WHAT IS EXPECTED:
Rescale the listing below from the line containing "Please identify where the tree" down to the line containing "(102, 34), (113, 40)", both included. Reproduce those lines alone, requests and all, with each coordinate in the answers multiplied by 0.4 and rounded to a whole number, halves going up.

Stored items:
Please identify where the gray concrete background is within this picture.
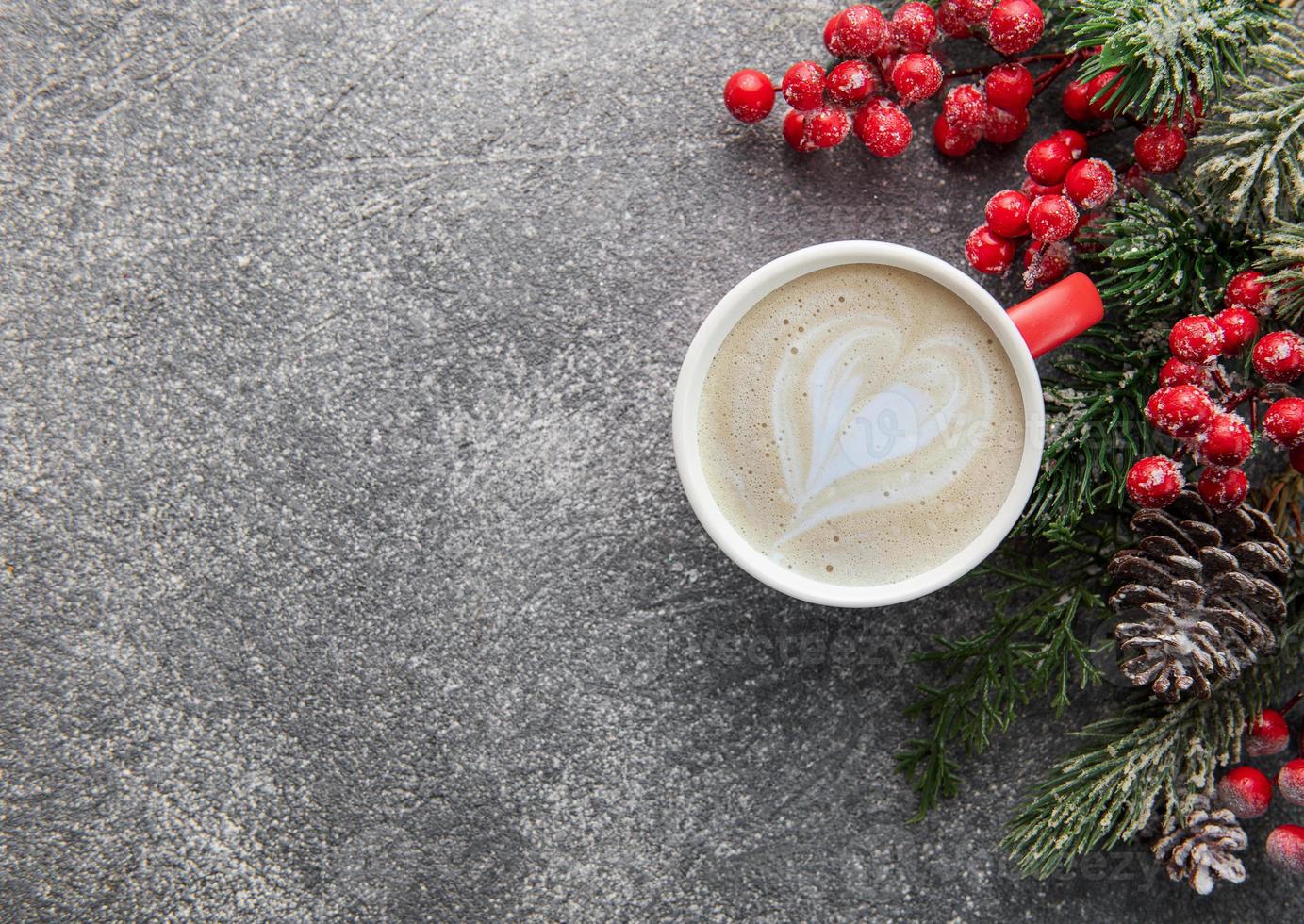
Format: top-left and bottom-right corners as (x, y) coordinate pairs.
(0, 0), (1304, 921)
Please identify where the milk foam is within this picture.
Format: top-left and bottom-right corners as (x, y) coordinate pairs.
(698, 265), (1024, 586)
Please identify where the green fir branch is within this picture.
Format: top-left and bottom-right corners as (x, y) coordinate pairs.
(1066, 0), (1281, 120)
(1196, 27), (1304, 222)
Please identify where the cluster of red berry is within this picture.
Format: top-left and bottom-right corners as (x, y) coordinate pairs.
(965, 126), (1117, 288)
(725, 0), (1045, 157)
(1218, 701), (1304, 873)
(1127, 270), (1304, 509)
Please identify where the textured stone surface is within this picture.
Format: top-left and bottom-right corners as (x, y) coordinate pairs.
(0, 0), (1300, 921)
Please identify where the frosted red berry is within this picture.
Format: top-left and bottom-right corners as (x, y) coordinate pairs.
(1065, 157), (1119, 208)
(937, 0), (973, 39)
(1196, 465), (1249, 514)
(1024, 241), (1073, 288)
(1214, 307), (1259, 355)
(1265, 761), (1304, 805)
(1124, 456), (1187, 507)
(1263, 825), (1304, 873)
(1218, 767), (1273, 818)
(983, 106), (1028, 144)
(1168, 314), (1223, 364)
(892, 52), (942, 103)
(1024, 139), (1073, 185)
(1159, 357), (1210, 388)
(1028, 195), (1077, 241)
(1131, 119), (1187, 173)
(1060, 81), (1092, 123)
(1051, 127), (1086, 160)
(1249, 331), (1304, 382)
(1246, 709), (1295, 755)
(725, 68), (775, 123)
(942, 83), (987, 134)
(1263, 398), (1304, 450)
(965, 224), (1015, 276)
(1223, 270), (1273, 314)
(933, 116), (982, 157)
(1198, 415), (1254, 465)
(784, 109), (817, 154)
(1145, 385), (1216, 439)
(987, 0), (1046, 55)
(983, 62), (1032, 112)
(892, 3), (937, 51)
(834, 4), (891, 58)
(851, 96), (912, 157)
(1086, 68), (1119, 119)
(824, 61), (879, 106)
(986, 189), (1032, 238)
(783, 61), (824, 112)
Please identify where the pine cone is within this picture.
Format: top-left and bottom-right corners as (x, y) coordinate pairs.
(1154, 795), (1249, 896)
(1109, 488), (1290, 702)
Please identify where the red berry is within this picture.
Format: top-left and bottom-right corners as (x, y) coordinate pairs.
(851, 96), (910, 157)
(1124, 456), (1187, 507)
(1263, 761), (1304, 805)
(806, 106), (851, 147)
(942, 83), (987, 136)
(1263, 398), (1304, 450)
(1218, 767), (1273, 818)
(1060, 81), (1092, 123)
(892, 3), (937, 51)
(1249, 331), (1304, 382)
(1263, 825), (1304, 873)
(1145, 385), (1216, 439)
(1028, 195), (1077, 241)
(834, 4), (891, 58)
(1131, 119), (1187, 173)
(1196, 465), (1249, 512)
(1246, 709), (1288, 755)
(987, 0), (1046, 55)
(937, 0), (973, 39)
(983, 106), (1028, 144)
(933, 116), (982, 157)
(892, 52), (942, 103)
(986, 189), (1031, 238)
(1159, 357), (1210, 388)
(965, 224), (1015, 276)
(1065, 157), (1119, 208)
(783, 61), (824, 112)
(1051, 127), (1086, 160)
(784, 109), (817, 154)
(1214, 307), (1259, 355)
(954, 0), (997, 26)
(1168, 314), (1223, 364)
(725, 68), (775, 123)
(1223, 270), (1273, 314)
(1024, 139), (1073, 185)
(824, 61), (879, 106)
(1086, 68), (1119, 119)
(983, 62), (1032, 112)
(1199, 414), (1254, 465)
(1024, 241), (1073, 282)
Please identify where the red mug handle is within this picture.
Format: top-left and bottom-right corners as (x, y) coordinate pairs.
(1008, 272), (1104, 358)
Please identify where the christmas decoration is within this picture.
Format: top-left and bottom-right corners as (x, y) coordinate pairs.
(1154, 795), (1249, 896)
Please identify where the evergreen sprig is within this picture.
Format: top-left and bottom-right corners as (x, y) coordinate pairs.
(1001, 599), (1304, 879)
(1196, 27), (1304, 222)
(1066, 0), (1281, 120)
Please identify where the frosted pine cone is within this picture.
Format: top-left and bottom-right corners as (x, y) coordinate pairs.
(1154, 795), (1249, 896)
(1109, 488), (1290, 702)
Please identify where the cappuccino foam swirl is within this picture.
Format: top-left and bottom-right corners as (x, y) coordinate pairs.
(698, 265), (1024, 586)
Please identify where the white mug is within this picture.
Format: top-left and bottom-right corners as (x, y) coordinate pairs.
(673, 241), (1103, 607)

...

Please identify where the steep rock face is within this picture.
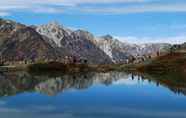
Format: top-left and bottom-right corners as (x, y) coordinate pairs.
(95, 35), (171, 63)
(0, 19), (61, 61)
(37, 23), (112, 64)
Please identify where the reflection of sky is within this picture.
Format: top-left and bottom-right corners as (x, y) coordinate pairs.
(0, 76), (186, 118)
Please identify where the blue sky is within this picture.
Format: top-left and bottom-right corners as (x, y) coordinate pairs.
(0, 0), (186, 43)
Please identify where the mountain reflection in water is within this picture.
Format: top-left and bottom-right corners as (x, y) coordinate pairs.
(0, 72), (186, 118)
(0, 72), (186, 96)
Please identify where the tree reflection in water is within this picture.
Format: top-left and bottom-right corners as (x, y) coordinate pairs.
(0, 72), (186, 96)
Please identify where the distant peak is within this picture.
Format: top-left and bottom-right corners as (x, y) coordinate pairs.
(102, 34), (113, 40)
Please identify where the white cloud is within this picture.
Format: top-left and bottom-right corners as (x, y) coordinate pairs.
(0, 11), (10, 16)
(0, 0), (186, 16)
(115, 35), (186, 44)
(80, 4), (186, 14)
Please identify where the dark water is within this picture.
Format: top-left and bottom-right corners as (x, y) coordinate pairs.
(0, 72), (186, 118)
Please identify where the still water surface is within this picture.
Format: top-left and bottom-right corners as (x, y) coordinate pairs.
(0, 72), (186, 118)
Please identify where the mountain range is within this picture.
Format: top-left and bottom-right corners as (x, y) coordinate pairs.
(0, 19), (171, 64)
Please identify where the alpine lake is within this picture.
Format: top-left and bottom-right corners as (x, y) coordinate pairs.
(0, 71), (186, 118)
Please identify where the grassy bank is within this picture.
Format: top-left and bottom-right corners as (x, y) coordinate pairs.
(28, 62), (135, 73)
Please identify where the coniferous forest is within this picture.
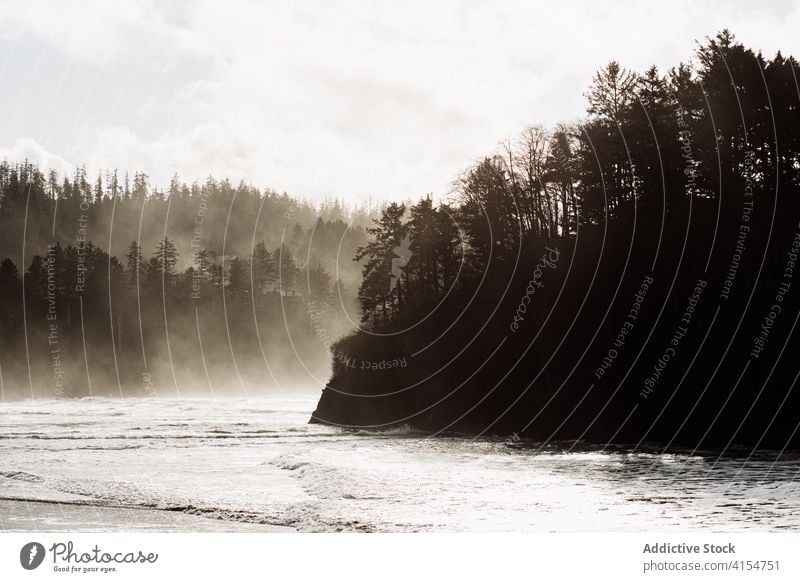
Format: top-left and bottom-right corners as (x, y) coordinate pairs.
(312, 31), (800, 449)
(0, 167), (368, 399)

SOLUTION:
Please identify where the tree reflection in water is within this picture.
Format: top-left and bottom-right corners as (x, y) coordinate pairs.
(0, 29), (74, 38)
Please identify where the distant peak is within this picture.
Format: top-left and bottom-right corners as (x, y) coordinate pairs.
(41, 14), (45, 16)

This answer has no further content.